-- Aim of the exercise --
Could you return every line of the items below verbatim, leaving out the picture lines?

═══ Data to use

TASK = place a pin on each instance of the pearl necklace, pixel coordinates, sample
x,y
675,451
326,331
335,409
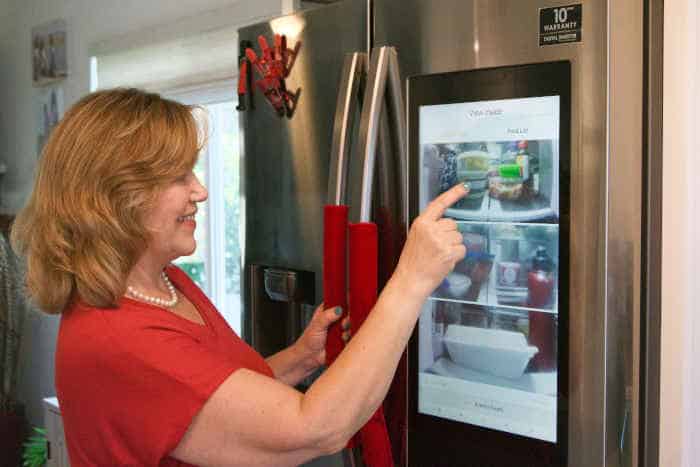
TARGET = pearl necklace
x,y
156,300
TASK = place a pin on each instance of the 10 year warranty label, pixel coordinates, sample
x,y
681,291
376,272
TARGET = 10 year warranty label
x,y
560,25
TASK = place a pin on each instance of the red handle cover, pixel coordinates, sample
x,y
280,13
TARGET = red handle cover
x,y
376,446
335,237
243,78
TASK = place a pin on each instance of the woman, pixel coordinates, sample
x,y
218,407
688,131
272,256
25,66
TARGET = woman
x,y
147,372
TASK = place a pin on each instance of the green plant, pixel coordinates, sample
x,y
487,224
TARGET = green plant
x,y
35,453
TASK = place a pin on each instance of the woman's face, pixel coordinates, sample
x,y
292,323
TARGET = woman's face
x,y
171,220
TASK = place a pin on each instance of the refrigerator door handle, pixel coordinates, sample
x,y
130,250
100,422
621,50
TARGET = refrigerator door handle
x,y
347,106
383,81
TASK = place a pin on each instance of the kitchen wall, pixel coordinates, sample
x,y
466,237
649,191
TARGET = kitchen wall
x,y
89,21
680,329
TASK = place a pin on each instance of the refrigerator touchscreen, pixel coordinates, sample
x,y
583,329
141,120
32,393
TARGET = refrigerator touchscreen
x,y
487,336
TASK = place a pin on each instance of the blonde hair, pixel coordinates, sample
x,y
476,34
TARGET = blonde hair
x,y
82,229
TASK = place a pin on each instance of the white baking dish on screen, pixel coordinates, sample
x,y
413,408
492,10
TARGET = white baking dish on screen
x,y
494,351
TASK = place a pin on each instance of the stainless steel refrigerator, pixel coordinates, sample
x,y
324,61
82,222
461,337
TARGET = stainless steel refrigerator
x,y
539,349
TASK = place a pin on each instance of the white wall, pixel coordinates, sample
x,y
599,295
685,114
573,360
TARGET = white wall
x,y
89,22
680,360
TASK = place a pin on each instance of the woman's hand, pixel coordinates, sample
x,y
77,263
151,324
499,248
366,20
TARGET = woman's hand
x,y
433,247
312,343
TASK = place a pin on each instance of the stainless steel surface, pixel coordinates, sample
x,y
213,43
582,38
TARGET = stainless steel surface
x,y
450,35
348,105
369,125
398,113
650,332
625,162
383,102
285,162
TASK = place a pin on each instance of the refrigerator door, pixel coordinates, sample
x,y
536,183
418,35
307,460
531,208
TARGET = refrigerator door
x,y
606,101
285,161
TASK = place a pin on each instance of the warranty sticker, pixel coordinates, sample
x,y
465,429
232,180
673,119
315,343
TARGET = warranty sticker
x,y
560,25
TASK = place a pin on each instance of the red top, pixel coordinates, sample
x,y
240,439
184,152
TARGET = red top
x,y
130,380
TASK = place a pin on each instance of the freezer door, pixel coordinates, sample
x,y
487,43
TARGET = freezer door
x,y
606,146
285,161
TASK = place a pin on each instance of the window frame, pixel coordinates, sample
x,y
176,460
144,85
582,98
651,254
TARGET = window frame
x,y
213,93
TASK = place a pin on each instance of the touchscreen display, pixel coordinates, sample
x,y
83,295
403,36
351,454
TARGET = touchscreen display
x,y
488,334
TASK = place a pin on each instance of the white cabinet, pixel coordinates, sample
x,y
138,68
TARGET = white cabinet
x,y
58,453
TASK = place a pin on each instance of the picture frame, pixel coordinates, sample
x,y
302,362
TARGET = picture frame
x,y
49,53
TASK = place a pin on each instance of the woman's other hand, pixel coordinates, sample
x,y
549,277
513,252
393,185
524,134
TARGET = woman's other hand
x,y
433,246
312,343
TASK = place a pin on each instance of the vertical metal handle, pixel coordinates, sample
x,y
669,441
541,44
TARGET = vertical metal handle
x,y
347,105
384,80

══════

-- Answer for the task --
TASK = place a pin on each instance of the pearl necklace, pixel coordinates, sample
x,y
675,451
326,331
335,409
TARGET = pearl necklace
x,y
156,300
TASK = place a pin on each instance of the 10 year warranty label, pixel coordinates, sample
x,y
681,291
376,272
TARGET = 10 year warranty label
x,y
560,25
TASK = place a pin on each instance of the red handle cover, pixel coordinates, sample
x,y
280,13
TARGET = red handle cover
x,y
376,446
335,237
243,78
TASK = place a pin on each instance of the woman, pixel coordinates, sample
x,y
218,407
688,131
272,256
25,66
TARGET = woman
x,y
147,372
TASK = place a pin on each instance of the green plant, pixel coordinates, sample
x,y
487,224
TARGET = green plant
x,y
35,453
TASK = place a pin on each instance of the woman's face, pixel coordinates, sample
x,y
292,323
TARGET = woman's face
x,y
171,220
TASK = place a pin on each instance of the refrigerator door handle, pixel coordinates, sample
x,y
130,250
100,422
621,50
TARGET = refrigerator door handle
x,y
347,106
383,81
TASK = place a pin on each instance of the kitchen wall, pixel coordinates, sample
x,y
466,237
649,191
TARGET = kitchen wall
x,y
89,21
680,329
TASK = place a pin on each instance of the refrigerator touchscreen, pixel coordinates, sample
x,y
583,329
141,120
32,393
TARGET = refrigerator touchscreen
x,y
487,336
TASK = place a pin on each instance of the blonde hair, pixel coordinates, sample
x,y
476,34
TARGET = blonde hair
x,y
82,229
TASK = place a pin on each instance of the white baking dish on screen, pixel coordinates, sample
x,y
413,408
492,10
TARGET = white baking dish on screen
x,y
494,351
TASK = place a pin on each instance of the stainless steel refrigerator, pixel coordinates, sample
x,y
324,61
82,222
461,337
TARGET = stainless steel refrigerator
x,y
539,349
TASK = place a pin on each instance of the white wall, pixel coordinates, sample
x,y
599,295
685,114
573,360
TARGET = white wall
x,y
89,22
680,360
TASK = place a pin on each instance of the woman's hand, pixel coordinates, sample
x,y
77,263
151,324
499,248
366,20
TARGET = woman's hand
x,y
433,247
312,343
TASK = place a pin on each instance of the stainless steel surface, pixel coordinates, sample
x,y
213,43
582,38
TARGET = stainless steel surface
x,y
450,35
348,105
369,125
398,113
650,332
625,162
383,102
285,162
TASK = place a pin on each instance of the refrigerator door, pixel coordinates, sample
x,y
536,183
418,35
307,460
531,208
TARGET = refrigerator door
x,y
606,101
285,161
TASK = place a pin on each instance of the warranty sticker, pixel coordinates, sample
x,y
465,429
232,180
673,119
315,343
TARGET = warranty sticker
x,y
560,25
TASK = place a pin on each instance of the red top, pixel coordinates, sample
x,y
240,439
184,152
TARGET = red top
x,y
130,380
TASK = place a pin on each instance of the freezer door, pixel coordinates, sample
x,y
487,43
TARGET = freezer door
x,y
606,146
285,161
TASK = place a pin on each instance of the window frame, pixel coordinates, sample
x,y
176,460
144,85
582,98
651,254
TARGET = window frame
x,y
213,93
TASK = place a pin on each instance of the touchscreen display, pixel coordinates, sample
x,y
83,295
403,36
351,454
TARGET = touchscreen display
x,y
488,334
TASK = place a pin on each instance of the white cabinet, pixel coordinates, sample
x,y
138,68
TARGET = white cabinet
x,y
58,453
TASK = place a pin on each instance of the picture frame, pixel coordinates, sample
x,y
302,362
TARGET = picture frame
x,y
49,53
TASK = place a pin on each instance of the woman's other hand, pixel coordinates, sample
x,y
549,277
513,252
393,185
524,134
TARGET = woman's other hand
x,y
433,246
312,343
TASK = place a pin on each instance of the vertical metal handle, pixel coordinates, sample
x,y
669,441
541,44
TARGET = vertical metal handle
x,y
347,105
384,80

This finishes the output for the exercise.